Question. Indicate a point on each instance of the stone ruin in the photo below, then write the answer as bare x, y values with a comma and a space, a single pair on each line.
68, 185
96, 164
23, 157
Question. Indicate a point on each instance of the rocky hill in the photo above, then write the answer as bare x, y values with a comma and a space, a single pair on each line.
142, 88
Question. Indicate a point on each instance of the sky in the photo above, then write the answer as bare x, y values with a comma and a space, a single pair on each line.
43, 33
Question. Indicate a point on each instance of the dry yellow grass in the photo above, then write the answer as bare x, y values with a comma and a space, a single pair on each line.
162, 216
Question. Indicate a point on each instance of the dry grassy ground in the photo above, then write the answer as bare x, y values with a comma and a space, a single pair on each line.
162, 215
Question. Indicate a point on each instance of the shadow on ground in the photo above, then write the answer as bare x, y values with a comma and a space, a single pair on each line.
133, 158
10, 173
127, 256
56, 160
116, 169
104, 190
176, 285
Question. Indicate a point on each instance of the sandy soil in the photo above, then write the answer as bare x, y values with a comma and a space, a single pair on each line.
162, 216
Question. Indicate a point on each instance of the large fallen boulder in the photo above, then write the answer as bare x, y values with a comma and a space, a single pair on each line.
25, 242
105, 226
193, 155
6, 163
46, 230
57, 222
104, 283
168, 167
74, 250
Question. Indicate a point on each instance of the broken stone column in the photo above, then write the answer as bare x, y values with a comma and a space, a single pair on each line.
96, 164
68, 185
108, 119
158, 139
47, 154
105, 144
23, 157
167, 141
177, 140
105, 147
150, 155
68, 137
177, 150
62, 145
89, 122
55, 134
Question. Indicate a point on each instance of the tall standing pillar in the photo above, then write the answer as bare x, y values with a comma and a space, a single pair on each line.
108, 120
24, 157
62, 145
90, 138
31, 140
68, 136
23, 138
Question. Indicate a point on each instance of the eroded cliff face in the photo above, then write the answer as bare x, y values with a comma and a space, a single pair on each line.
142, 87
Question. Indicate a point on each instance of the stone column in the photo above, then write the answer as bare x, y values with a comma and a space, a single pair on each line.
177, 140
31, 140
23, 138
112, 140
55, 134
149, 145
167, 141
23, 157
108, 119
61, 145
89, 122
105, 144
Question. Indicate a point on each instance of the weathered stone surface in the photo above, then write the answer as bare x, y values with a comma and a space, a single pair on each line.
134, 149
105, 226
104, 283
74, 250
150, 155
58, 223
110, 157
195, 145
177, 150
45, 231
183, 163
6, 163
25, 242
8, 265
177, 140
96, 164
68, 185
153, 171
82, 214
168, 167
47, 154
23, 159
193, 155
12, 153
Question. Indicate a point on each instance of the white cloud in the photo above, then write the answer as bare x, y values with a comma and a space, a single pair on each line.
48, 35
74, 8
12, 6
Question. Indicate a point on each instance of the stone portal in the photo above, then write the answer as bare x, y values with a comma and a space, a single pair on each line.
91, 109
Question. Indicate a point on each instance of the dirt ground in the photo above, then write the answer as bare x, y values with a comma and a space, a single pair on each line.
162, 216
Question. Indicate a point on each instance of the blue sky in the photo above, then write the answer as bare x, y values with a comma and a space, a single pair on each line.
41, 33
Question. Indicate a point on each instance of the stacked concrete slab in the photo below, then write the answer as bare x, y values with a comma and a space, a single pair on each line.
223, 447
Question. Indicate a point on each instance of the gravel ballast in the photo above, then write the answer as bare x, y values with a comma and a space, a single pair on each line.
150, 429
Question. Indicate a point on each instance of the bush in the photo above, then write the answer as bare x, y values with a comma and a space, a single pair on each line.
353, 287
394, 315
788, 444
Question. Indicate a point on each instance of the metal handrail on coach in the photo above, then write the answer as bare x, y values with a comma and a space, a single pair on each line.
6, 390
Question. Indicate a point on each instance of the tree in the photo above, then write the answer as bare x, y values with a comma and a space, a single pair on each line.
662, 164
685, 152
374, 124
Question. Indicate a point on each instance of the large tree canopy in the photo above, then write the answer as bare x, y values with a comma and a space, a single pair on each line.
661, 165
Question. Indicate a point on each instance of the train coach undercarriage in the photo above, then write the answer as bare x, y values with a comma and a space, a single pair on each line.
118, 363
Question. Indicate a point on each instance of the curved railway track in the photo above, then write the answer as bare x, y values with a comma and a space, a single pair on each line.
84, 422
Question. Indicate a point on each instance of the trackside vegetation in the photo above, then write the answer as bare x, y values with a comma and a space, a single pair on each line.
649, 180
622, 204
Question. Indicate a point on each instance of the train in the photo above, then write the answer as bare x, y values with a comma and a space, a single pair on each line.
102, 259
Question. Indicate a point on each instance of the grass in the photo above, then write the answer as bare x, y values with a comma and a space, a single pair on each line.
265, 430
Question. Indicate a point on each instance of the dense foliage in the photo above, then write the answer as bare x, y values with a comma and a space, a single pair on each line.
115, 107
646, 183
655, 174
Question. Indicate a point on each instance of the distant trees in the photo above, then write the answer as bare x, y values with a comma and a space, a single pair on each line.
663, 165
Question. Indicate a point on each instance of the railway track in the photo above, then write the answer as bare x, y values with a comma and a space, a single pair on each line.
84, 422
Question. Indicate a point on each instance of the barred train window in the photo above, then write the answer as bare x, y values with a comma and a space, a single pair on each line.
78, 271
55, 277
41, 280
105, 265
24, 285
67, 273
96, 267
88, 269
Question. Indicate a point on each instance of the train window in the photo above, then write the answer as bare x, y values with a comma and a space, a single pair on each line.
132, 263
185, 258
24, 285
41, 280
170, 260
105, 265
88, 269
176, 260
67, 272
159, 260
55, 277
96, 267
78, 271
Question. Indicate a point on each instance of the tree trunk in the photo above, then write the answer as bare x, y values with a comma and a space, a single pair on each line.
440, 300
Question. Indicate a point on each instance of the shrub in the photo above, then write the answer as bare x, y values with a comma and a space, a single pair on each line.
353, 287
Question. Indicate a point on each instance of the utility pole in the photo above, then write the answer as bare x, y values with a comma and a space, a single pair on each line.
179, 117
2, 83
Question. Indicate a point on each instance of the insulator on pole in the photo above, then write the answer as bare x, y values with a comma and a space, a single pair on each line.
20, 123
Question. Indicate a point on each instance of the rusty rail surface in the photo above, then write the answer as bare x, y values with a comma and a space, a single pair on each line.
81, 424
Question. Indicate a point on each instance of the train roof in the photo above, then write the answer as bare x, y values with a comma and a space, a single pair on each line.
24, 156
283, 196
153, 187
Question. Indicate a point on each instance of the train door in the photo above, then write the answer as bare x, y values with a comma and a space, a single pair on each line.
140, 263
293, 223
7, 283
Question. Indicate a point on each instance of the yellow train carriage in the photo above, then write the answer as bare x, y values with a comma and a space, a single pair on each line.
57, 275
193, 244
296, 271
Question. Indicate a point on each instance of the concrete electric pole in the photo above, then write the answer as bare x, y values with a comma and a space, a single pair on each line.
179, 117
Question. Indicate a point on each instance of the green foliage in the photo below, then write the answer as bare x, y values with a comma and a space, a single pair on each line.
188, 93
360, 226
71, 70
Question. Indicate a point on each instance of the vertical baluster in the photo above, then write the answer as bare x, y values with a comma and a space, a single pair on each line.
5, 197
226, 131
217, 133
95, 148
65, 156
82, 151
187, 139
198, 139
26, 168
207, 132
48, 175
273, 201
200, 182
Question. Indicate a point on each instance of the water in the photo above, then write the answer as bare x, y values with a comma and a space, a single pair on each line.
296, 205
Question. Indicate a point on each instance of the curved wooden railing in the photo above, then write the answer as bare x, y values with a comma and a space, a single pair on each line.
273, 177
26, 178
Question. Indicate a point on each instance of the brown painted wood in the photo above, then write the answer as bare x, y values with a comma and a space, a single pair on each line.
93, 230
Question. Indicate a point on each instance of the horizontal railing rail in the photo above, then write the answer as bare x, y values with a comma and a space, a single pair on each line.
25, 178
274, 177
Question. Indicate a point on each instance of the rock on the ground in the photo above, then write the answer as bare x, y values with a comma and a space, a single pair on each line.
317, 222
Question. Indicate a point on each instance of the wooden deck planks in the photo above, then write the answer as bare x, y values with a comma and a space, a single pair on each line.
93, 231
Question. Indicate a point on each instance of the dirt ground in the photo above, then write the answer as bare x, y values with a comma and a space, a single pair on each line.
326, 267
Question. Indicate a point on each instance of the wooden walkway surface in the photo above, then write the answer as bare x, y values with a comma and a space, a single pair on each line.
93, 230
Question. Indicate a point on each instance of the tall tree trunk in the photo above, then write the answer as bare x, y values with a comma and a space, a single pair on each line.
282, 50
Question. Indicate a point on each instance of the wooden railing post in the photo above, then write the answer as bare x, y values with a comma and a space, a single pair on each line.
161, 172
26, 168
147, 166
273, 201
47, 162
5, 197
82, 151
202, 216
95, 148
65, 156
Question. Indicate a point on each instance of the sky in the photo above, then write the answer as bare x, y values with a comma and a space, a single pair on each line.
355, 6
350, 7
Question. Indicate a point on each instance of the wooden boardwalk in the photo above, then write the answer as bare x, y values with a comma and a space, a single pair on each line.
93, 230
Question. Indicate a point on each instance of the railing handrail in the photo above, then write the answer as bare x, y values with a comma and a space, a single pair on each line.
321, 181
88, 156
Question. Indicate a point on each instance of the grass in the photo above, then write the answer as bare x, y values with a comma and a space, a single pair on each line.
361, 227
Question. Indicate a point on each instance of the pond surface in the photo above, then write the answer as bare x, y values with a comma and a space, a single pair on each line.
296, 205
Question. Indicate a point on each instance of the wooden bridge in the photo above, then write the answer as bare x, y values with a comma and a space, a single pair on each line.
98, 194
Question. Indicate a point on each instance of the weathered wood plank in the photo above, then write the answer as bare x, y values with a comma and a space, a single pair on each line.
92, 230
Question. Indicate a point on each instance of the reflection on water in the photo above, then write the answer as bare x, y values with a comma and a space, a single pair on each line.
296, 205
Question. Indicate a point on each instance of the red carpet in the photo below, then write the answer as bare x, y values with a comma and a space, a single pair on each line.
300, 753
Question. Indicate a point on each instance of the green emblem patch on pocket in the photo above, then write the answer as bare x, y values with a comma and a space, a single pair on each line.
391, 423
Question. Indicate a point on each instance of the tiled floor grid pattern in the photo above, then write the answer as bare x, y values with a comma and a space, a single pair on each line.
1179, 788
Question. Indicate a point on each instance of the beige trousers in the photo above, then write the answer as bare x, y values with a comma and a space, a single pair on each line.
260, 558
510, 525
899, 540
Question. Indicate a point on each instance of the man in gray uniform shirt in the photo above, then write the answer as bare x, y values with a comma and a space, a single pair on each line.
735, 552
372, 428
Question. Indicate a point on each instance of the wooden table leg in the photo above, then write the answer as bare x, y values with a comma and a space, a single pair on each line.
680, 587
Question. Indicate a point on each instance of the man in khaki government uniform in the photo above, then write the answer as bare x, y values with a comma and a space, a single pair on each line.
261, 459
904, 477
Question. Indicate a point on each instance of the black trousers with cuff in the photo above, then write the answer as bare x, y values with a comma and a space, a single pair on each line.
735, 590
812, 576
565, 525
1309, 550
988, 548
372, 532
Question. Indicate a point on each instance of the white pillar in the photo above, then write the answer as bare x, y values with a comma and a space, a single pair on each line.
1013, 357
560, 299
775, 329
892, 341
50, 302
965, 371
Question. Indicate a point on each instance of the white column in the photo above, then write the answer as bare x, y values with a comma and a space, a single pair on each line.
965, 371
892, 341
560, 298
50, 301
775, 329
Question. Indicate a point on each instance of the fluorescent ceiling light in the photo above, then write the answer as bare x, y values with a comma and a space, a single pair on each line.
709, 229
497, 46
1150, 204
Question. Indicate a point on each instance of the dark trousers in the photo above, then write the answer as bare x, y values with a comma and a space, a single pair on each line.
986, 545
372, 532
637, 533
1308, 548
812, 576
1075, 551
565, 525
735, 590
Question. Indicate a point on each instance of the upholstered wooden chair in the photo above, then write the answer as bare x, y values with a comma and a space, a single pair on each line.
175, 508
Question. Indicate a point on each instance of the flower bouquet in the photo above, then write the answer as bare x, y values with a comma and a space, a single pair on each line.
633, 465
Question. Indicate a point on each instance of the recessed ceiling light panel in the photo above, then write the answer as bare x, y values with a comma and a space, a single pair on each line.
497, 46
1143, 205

- **Work required**: Please copy the listing above word for word, starting at the line that contains "Question. Indicate a point on each instance of the white pillar" and continuing through the end of the listing, both ends included.

- **Result**:
Question. Indicate a point on each instance of the white pillar in the photo above, then write the answer as bare x, y values with a comma and a space, a single pair on each line.
1013, 357
560, 299
775, 329
892, 341
50, 302
965, 371
Question. Indicate a point on each instance of the white column in the photo above, then write the answer as bare x, y values with a comma and a space, a single pair on each line.
965, 371
892, 341
560, 298
50, 301
775, 329
Question. Indicate a point on each instance of the fluorescent ceiling light in the photo above, then write the answer as bare x, y values with a comma and a space, a single pair on each line.
709, 229
497, 46
1150, 204
Question. Indicate a point on each instance of the dark trousers in the photo above, then write the answer as bare x, y values with a comma and a space, a single pair on each line.
986, 545
372, 532
637, 533
1308, 548
812, 576
1075, 551
565, 525
735, 590
Question. Indicate a point on each instance of the upholstered wooden chair in the photo above, then write the answer as bare x, y values with a comma and a space, a single pair on each line.
175, 508
Question. Indicate a point on each instance of the flower bouquet in the photo above, then write the answer as bare x, y values with a comma and a space, a single pair on each line.
633, 465
Question. Indicate a point on each instance of the recessed ceiling light panel in the photo above, then write the answer as bare x, y values with a comma and a space, a single pair on each line.
497, 46
1143, 205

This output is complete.